• Document segment:
*** Block opens ***
Open Adelaam opened 5 years ago
please see the following,
anbu@bubulin:~/polyplax/downstreamanalysiswithvaclavassembly$ head -n 1 98ZLc_nanopore_assembly_racon_metka2.fasta
>PolyplaxNanoScarf_Scaffold100006:1.0-196.0:1.0-195.0
anbu@bubulin:~/polyplax/downstreamanalysiswithvaclavassembly$ head -n 1 98ZLc_nanopore_assembly_racon_metka2_racon2.fa
>PolyplaxNanoScarf_Scaffold100006:1.0-196.0:1.0-195.0 LN:i:194 RC:i:618 XC:f:1.000000
No idea what the problem is. And I am still not sure which names you want to change.
I wonder what is this addition in LN:i:194 RC:i:618 XC:f:1.000000, is it due to the renaming of the file. If so the when i do the following,
minimap2 -t 19 -ax map-ont 98ZLc_nanopore_assembly_racon_metka2_racon2.fasta 98ZLc_nanopore_raw.fastq | samtools view --threads 19 -Sb -F 0x104 - | samtools sort --threads 19 - > np_cov.bam samtools depth -aa np_cov.bam | awk -F "\t" '{a[$1] += $3; b[$1]++} END{OFS = ","; for (i in a) print i, a[i]/b[i]}' > np_cov.csv
the names of the input files will be different right?
LN:i:194 RC:i:618 XC:f:1.000000
are SAM tags produced by racon which denote the contig length, number of reads used for polishing the contig and the percentage of contig windows polished, respectively. You can try removing them manually for a couple of contigs and see if you get coverages.
ok, i will try.
Hi! I am trying to find the best assembler and I'm analyzing different methods using long sequences by Nanopore. While trying to get the new file containing the overlaps by:
bwa index r18_guppy_combine.fastq
bwa mem r18_guppy_combine.fastq r18_guppy_combine.fastq > R18_bwa_mem_racon1.sam
I get a sam file (R18_bwa_mem_racon1.sam) which is not empty:
ls -l
total 9251888
-rw-rw-r-- 1 edgar edgar 3296041316 jun 22 21:48 R18_bwa_mem_racon1.sam
-rw-rw-r-- 7 edgar edgar 3292112286 mei 6 17:39 r18_guppy_combine.fastq
-rw-rw-r-- 1 edgar edgar 20 jun 19 16:25 r18_guppy_combine.fastq.amb
-rw-rw-r-- 1 edgar edgar 25904106 jun 19 16:25 r18_guppy_combine.fastq.ann
-rw-rw-r-- 1 edgar edgar 1634194112 jun 19 16:25 r18_guppy_combine.fastq.bwt
-rw-rw-r-- 1 edgar edgar 408548509 jun 19 16:25 r18_guppy_combine.fastq.pac
-rw-rw-r-- 1 edgar edgar 817097064 jun 19 16:46 r18_guppy_combine.fastq.sa
-rw-rw-r-- 1 edgar edgar 0 jun 24 09:30 R18_racon1.fasta
And when I am doing racon says that there is an empty overlap:
racon r18_guppy_combine.fastq R18_bwa_mem_racon1.sam r18_guppy_combine.fastq > R18_racon1.fasta
[racon::Polisher::initialize] loaded target sequences 103.960 s
[racon::Polisher::initialize] loaded sequences 99.487 s
[racon::Polisher::initialize] error: empty overlap set!
*** Block closes ***
• Record set:
*** Block opens ***
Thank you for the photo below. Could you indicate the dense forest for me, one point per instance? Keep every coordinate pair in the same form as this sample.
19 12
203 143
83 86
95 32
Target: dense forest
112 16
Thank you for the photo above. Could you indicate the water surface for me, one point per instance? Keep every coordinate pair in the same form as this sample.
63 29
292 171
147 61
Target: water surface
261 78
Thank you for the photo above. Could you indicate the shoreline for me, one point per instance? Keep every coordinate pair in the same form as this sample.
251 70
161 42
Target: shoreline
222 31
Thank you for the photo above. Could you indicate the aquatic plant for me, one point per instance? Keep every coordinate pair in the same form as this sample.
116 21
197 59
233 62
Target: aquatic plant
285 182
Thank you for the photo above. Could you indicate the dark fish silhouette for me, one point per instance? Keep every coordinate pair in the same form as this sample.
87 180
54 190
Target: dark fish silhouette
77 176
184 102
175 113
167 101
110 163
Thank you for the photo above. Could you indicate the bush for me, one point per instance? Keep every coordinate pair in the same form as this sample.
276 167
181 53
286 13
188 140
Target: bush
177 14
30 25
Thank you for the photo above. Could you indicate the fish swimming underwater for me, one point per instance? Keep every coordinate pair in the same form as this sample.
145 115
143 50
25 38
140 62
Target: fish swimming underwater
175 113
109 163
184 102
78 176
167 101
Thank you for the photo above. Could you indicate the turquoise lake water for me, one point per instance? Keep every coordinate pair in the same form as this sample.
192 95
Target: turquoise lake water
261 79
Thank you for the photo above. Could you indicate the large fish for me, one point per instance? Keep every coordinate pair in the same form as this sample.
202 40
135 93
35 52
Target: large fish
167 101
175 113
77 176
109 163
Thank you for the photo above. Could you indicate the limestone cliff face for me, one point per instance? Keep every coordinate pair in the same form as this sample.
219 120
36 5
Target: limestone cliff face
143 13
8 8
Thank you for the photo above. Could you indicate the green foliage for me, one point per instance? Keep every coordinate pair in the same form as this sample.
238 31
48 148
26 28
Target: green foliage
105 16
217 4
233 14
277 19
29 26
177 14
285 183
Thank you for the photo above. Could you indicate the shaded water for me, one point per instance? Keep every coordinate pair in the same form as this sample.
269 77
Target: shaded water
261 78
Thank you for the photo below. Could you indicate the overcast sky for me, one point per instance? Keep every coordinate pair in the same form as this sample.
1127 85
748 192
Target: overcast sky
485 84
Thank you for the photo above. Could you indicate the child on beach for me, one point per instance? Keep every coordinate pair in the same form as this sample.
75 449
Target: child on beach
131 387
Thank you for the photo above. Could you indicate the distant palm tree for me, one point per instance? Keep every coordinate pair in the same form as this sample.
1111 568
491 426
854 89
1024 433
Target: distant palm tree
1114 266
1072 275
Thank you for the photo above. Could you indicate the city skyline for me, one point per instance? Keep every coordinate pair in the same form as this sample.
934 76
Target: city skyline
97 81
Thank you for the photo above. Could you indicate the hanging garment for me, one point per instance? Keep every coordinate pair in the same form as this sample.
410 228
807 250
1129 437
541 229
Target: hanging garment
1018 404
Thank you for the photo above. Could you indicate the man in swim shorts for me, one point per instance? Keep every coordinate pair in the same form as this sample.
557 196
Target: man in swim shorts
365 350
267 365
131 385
*** Block closes ***
• Required work: In the racon forum thread above, what do the SAM tags LN, RC and XC denote?

• Written answer: They denote the contig length, the number of reads used for polishing the contig, and the percentage of contig windows polished, respectively.